Parts of the exercise:
**a)** Condense the paragraph of the symposium description that begins "The throughline or golden thread here" into a short bulleted list that keeps its main facts.
**b)** Reproduce word for word the part of the symposium description from "The throughline or" to "who teach them.".
**c)** Say whether each statement agrees with the symposium description, answering yes or no and quoting the exact words that decide it. (i) Teachers are presented as central to democratizing education systems. (ii) The Flip the System presentation by Jelmer Evers and René Kneyber is given in person. (iii) The presentations address only economic forces that influence education.

── Passage provided

Our symposium shares global perspectives around the notion of subverting, flattening, democratising and reimagining our education systems in ways that embrace human aspects of education, wrestle with the criticality of the task of schooling, and engage with multiple voices in education, especially those often sidelined in education discourse. The assembled presentations offer powerful insights about political, social and economic forces that influence numerous aspects of education, and also positive alternatives for the future of education.

The throughline or golden thread here is that teachers—their agency, professionalism, expertise and wellbeing—are central to flipping, strengthening and democratising our education systems. We all advocate for a focus on the GOOD in education. The greater good, the common good. Good for all students, everywhere, and good for the teachers who teach them.

The symposium presentations are described below. If you are attending the ICSEI conference, join us for a robust, and ultimately hopeful, discussion!

‘Striving for good education for all: The alternative offered by Flip the System’ – Jelmer Evers and René Kneyber (via video)

────
── Extracted information

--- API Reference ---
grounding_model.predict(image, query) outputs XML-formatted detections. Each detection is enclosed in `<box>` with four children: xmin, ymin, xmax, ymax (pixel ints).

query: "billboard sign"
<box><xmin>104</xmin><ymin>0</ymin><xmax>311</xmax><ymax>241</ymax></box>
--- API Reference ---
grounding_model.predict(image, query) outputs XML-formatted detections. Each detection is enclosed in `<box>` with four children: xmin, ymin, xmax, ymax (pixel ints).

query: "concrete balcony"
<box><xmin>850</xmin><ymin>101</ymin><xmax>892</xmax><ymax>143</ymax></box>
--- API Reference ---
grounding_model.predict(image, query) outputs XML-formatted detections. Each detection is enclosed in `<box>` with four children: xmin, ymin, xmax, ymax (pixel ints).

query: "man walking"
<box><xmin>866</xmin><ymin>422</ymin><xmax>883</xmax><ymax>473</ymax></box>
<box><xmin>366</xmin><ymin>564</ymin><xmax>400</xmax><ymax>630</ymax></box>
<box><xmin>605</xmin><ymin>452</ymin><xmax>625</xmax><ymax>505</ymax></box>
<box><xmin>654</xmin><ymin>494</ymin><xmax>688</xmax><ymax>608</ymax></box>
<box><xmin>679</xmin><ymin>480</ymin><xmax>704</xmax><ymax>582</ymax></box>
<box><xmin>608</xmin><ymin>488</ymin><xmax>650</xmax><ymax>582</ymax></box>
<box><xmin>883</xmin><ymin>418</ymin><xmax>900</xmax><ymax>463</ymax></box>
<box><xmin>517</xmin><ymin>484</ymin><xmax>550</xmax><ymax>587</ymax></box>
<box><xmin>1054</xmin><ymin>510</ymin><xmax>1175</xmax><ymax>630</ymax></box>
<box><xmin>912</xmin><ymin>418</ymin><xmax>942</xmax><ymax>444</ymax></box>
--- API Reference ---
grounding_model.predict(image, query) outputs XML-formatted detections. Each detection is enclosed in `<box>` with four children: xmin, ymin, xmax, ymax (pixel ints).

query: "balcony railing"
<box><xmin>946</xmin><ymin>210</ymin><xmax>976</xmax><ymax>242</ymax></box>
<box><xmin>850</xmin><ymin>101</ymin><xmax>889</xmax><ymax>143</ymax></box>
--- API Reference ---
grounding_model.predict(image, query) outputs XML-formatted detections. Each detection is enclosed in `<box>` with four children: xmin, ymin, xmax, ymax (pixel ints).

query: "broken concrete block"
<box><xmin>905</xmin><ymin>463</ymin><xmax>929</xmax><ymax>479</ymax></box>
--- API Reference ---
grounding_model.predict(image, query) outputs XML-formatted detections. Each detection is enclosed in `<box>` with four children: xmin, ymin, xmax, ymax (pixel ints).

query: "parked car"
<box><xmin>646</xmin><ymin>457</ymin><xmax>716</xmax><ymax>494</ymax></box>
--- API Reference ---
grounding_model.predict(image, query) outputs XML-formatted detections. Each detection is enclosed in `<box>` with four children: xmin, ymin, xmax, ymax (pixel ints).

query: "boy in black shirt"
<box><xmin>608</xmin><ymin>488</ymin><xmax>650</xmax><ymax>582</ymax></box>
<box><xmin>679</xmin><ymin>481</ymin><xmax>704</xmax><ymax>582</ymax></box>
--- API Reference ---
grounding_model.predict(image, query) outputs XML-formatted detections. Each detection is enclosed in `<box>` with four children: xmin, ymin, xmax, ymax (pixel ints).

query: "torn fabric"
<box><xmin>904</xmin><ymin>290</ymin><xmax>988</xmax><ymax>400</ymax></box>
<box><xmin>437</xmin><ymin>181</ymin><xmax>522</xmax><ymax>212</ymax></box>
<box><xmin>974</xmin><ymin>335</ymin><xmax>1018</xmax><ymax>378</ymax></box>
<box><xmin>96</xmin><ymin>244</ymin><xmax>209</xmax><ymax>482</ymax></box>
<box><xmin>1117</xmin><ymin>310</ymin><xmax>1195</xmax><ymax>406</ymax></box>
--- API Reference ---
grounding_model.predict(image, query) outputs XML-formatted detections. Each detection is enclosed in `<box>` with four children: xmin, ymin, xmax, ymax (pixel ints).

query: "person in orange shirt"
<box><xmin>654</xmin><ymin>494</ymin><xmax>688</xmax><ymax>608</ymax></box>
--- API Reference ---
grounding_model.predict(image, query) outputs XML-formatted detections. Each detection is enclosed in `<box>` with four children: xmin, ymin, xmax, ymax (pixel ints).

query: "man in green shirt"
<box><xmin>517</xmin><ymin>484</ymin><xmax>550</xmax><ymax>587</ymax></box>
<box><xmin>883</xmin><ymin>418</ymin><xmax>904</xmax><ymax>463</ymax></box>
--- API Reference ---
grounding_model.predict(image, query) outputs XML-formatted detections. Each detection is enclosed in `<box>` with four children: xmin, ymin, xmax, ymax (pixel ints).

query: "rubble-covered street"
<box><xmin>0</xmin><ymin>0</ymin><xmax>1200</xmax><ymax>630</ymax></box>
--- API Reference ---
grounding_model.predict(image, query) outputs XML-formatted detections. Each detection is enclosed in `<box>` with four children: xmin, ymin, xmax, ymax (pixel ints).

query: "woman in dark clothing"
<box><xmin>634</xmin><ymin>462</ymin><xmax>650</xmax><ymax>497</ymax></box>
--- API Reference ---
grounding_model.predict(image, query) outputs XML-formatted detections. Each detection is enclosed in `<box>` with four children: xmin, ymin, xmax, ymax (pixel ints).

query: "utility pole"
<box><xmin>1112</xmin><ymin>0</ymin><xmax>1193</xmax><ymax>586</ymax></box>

────

Answers:
**a)**
- Teachers' agency, professionalism, expertise and wellbeing are central to flipping, strengthening and democratising education systems.
- The presenters advocate a focus on the good in education: the greater good and the common good.
- That good should serve all students everywhere and the teachers who teach them.

**b)**
The throughline or golden thread here is that teachers—their agency, professionalism, expertise and wellbeing—are central to flipping, strengthening and democratising our education systems. We all advocate for a focus on the GOOD in education. The greater good, the common good. Good for all students, everywhere, and good for the teachers who teach them.

**c)**
(i) Yes: "teachers—their agency, professionalism, expertise and wellbeing—are central to flipping, strengthening and democratising our education systems"
(ii) No: "Jelmer Evers and René Kneyber (via video)"
(iii) No: "political, social and economic forces that influence numerous aspects of education"